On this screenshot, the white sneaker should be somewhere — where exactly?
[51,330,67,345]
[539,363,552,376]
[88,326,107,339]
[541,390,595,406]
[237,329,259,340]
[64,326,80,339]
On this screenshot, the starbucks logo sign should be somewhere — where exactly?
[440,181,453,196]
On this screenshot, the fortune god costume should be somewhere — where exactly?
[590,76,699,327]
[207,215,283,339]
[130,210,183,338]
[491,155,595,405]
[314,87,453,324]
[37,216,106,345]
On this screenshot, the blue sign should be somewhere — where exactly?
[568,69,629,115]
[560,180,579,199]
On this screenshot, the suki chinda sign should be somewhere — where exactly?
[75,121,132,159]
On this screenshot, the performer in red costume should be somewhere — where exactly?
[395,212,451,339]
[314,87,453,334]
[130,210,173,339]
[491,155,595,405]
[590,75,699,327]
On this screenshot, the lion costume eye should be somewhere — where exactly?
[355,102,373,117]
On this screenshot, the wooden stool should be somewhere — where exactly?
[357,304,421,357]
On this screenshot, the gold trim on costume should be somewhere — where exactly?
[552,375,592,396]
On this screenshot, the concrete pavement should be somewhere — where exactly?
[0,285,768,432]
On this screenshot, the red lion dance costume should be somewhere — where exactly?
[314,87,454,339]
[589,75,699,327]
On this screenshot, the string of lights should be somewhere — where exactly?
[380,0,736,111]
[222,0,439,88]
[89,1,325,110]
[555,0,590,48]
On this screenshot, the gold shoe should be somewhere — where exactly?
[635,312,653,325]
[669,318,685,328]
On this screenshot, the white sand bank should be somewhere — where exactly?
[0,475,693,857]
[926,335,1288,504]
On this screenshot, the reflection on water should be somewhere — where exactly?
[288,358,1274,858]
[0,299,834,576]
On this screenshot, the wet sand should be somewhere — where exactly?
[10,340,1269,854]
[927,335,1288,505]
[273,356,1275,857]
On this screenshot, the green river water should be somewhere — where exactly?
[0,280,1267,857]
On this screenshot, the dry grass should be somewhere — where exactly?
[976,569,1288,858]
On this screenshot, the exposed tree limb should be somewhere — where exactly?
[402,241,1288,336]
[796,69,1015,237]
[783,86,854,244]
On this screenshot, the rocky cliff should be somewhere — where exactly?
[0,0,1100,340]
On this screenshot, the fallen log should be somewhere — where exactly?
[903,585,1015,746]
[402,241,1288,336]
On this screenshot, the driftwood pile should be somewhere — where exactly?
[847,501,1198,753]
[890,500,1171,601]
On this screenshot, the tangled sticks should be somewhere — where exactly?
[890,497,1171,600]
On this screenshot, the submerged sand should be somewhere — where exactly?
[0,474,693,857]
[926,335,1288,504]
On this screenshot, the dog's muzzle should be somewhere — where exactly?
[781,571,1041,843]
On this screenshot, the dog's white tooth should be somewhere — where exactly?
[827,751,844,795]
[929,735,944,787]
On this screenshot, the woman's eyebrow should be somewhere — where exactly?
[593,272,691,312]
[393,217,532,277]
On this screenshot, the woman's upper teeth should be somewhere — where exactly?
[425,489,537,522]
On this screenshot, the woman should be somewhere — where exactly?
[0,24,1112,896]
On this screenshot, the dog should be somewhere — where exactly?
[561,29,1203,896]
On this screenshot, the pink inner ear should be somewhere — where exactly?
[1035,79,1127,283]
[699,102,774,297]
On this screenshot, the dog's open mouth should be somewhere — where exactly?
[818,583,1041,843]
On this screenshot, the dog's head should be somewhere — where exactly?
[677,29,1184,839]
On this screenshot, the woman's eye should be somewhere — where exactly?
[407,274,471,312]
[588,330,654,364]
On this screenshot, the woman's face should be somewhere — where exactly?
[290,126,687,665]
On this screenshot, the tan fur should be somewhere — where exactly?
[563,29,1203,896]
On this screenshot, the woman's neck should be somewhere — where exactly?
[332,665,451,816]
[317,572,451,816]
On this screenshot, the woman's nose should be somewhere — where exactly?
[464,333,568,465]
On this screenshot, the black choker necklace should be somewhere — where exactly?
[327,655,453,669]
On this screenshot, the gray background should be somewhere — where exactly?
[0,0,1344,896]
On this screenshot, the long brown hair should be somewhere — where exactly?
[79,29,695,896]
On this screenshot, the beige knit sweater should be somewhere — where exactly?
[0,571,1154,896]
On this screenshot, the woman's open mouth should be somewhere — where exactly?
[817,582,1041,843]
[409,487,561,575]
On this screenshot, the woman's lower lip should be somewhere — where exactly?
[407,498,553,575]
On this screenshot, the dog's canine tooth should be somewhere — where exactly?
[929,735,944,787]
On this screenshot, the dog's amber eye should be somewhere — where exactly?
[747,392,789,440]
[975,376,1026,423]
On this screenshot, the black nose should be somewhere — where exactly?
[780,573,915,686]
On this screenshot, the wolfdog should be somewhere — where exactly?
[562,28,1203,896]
++++++++
> _YANG DIMINTA_
Susun semua baris di atas menjadi CSV dua kolom bernama teks dan jawaban, dengan satu baris CSV untuk setiap baris beserta jawabannya. Apit setiap nilai dengan tanda kutip ganda dan ganti jeda baris di dalamnya dengan spasi.

> _PENYELESAIAN SOAL_
teks,jawaban
"On this screenshot, the white sneaker should be somewhere — where exactly?","[51,330,67,345] [539,363,552,376] [88,326,107,339] [541,390,595,406] [237,329,259,340] [64,326,80,339]"
"On this screenshot, the starbucks logo sign should be somewhere — where exactly?","[440,181,453,196]"
"On this screenshot, the fortune god costume should be somewhere — where exactly?","[590,76,699,327] [207,215,283,339] [130,210,183,338] [491,155,595,405] [314,87,453,324] [37,216,106,345]"
"On this screenshot, the blue sign should be somewhere — where exactly?","[568,69,629,115] [560,180,579,199]"
"On this screenshot, the suki chinda sign should be somewhere — where exactly?","[75,121,132,159]"
"On this screenshot, the performer in red costume should be somewhere — where exactly?","[395,212,451,339] [314,87,453,334] [130,210,173,339] [491,155,595,405] [590,75,699,327]"
"On this screenshot, the lion costume eye should be somewhere — where exactly?","[355,102,373,117]"
"On this screenshot, the wooden stool should be somewhere — where exactly?","[357,304,421,357]"
"On this screenshot, the gold trim on costume should be somewhere — where exactly?","[552,375,592,396]"
"On this screenshot, the concrete pavement should be somewhere — where exactly?","[0,285,768,432]"
"On this screenshot, the red lion dance costume should be somewhere — where exactly?","[314,87,454,339] [589,75,699,327]"
"On this screenshot, the string of lights should be somewhere — where exactly?","[380,0,736,111] [222,0,439,88] [89,1,325,110] [555,0,590,48]"
"On this screenshot, the gold shoe should be somewhere — where exactly?","[635,312,653,325] [669,318,685,328]"
"On this screenshot, the white sand bank should be somewhere — where exactly?","[0,475,693,857] [926,335,1288,504]"
"On this screenshot, the reflection on water should be somewhere — where exactly?","[288,358,1274,858] [0,299,834,576]"
"On this screenshot, the wet sand should be somewhere — where exactly?","[10,340,1269,854] [927,335,1288,505] [273,356,1275,857]"
"On this screenshot, the green river water should be somewhere — where exactly?","[0,280,1267,857]"
"On this screenshot, the dry grass should be somewhere — where exactly?","[976,569,1288,858]"
"On this screenshot, the exposed tree limb should be somewhere — where exactly?","[402,241,1288,336] [796,69,1015,237] [783,86,854,244]"
"On this screenshot, the rocky cliff should be somewhere — where exactly?","[0,0,1100,340]"
"On this screenshot, the fallen log should be somewhere — where exactly?","[903,585,1015,746] [402,241,1288,336]"
"On this screenshot, the driftwood pile should be somewhere — where exactly?","[847,501,1198,753] [890,500,1171,601]"
"On this screenshot, the tangled sticks should be somewhere — where exactly?","[890,497,1171,600]"
"On this screenshot, the submerged sand should be somewhere — where exactly?","[0,474,693,857] [926,335,1288,504]"
"On this screenshot, the dog's muzzle should be somewhere — where exactly?","[781,571,1041,843]"
"On this screenshot, the dog's white tooth should be somewhere — where exactly?","[827,751,844,795] [929,735,944,787]"
"On this screenshot, the woman's eyebrow should be somewhere — where exactly?","[593,272,691,312] [393,217,532,277]"
"On this screenshot, the woman's upper teeth should be somewhere — where exactly?","[425,489,537,522]"
"On this screenshot, the woman should be somewhere — where exactly?","[0,24,1112,896]"
"On this screenshot, the dog should be somewhere — where exactly?","[561,29,1203,896]"
"On this screenshot, the pink inner ear should be somewhere — where exactly?","[1035,79,1127,283] [699,102,774,297]"
"On this screenshot, the dog's open mouth should be somewhere — where exactly?","[818,583,1041,843]"
"On this screenshot, the dog's head should be somewhere — where exactly?","[677,29,1184,839]"
"On this screenshot, the woman's eye should be somewhere — where exactly?","[407,274,471,312] [588,330,654,364]"
"On this screenshot, the woman's face should be somewhere — where exactly?","[290,126,687,665]"
"On this screenshot, the tan fur should be somewhere — where exactly?","[563,29,1203,896]"
"On this screenshot, the woman's neck should be somewhere — where exactly?","[332,665,451,816] [317,572,451,816]"
"On this screenshot, the woman's nose should be somewhere — where exactly?","[464,333,568,465]"
"On this screenshot, the black choker necklace should be somewhere — where exactly?","[327,655,453,669]"
"On this screenshot, the gray background should be somewhere — where exactly?","[0,0,1344,896]"
"On this screenshot, the long brown hair should be somewhere — where exactly?","[79,29,695,896]"
"On this screenshot, the beige knit sweater should be somewhere — where exactly?","[0,571,1154,896]"
"On this screenshot, the woman's open mouth should be somewhere — where exactly?","[817,582,1041,843] [409,487,561,575]"
"On this screenshot, the woman's lower lip should be somewhere — where exactly?","[407,498,553,575]"
"On this screenshot, the dog's canine tooth should be somewhere — where exactly?","[929,735,944,787]"
"On this screenshot, the dog's amber eye should be somewhere — where exactly?","[747,392,789,440] [975,376,1026,423]"
"On this screenshot, the black nose should be somewhere — where exactly?","[780,573,915,686]"
"On this screenshot, the wolfdog should be somewhere — where exactly?","[562,28,1203,896]"